[Region pointing data]

+-------+

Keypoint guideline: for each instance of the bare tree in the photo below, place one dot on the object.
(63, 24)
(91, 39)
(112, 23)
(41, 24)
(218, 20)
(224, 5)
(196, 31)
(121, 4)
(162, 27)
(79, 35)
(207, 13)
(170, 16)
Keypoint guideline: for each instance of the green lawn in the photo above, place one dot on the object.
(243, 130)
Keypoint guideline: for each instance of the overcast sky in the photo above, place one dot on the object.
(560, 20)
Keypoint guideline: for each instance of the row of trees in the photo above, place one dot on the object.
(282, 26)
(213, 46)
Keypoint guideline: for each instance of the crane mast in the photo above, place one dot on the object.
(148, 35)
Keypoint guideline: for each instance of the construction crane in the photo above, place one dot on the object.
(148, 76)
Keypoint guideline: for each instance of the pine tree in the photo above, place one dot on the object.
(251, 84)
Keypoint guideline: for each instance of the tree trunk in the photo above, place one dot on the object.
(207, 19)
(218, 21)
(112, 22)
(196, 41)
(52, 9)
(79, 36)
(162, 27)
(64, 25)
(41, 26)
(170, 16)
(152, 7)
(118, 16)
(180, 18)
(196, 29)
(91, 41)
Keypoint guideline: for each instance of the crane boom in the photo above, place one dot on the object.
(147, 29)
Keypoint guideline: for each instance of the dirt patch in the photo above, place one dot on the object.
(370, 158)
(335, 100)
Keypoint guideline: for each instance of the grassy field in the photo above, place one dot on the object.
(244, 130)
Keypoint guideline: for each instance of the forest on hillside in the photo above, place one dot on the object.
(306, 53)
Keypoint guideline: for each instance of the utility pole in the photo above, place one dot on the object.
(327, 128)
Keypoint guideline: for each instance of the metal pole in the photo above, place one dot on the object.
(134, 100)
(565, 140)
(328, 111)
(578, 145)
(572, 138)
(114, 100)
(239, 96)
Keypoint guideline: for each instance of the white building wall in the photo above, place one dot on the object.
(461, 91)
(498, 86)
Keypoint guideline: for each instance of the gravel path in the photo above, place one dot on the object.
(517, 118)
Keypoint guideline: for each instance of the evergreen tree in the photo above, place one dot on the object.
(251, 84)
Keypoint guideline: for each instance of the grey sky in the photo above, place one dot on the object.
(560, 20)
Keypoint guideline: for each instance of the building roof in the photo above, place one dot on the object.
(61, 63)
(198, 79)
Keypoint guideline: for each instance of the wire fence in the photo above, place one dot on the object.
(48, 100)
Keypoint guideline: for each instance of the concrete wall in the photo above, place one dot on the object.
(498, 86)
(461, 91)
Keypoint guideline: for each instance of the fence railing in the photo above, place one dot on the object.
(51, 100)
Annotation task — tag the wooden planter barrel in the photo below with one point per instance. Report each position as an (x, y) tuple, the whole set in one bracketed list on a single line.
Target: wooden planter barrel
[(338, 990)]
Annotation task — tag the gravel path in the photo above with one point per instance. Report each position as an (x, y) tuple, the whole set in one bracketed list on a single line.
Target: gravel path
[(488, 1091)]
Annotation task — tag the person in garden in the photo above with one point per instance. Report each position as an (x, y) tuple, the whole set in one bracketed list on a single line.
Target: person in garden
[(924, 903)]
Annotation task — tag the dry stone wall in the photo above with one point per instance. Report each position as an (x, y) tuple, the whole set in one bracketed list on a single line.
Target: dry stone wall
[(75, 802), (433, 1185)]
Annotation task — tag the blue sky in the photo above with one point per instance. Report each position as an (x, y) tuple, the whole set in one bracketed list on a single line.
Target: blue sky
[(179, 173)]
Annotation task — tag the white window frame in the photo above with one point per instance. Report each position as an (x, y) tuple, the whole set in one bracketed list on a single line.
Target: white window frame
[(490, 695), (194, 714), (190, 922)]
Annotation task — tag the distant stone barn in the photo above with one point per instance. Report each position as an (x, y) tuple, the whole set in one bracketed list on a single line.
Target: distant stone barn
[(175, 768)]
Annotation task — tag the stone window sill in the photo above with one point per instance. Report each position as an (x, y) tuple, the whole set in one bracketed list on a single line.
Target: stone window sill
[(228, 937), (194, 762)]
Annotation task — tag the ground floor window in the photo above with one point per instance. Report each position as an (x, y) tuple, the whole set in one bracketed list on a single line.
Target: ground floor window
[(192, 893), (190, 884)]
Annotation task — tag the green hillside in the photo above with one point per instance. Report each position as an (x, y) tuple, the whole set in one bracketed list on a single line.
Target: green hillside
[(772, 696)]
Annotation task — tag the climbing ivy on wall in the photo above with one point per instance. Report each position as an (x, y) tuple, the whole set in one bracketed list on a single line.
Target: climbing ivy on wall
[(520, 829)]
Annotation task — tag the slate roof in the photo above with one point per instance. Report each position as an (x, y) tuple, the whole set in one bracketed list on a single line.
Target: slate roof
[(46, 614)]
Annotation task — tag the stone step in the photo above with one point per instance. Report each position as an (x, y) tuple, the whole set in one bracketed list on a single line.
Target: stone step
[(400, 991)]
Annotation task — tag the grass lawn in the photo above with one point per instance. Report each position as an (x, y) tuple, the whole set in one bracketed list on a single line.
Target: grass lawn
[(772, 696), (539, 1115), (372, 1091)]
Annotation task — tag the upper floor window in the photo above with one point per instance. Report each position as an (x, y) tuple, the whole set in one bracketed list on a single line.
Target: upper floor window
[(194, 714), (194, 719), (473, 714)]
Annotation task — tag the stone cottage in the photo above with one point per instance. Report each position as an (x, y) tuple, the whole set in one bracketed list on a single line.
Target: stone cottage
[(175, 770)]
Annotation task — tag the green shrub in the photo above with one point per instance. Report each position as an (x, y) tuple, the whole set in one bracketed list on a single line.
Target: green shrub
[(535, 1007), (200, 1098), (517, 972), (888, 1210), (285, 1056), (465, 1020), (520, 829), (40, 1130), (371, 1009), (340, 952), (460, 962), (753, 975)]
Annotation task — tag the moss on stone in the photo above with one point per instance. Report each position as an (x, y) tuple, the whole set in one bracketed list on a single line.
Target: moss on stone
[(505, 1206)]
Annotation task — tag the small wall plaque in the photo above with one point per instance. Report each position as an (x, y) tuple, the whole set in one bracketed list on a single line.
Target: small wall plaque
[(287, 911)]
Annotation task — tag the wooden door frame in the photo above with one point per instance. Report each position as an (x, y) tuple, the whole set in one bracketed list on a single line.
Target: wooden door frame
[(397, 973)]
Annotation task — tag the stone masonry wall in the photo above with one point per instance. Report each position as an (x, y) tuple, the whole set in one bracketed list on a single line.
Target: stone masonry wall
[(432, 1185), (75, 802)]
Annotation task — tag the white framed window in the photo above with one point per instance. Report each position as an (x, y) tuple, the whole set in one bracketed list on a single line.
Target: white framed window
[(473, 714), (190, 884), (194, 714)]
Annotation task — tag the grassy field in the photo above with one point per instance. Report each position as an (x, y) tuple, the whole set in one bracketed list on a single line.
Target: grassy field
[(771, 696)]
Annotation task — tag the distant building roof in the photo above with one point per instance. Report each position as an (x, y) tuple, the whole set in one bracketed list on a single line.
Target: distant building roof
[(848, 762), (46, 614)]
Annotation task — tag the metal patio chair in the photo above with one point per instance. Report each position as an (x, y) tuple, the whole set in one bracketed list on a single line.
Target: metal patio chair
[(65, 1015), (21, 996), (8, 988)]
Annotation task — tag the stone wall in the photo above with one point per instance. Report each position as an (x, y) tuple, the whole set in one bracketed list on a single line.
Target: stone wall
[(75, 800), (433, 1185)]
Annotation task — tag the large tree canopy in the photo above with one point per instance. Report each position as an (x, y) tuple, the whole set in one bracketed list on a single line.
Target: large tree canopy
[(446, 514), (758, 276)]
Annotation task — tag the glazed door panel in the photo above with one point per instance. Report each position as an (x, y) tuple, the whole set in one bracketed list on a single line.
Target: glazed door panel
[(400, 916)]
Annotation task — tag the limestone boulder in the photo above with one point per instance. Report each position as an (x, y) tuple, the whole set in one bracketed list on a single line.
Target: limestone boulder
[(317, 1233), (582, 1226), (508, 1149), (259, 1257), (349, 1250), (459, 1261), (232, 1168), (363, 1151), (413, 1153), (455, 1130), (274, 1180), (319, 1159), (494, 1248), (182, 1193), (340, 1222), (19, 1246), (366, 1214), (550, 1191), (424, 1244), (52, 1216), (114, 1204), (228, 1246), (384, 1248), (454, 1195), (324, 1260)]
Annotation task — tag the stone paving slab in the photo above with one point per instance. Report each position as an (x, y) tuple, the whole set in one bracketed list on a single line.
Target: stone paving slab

+-------+

• TASK GOAL: In the entries above, find each line with the word "paving" and copy it.

• RESULT:
Annotation task — tag the stone paving slab in the photo above with one point per instance. Report each position as an (x, y) tuple, the whole set in one bracketed list on a single line.
Target: stone paving slab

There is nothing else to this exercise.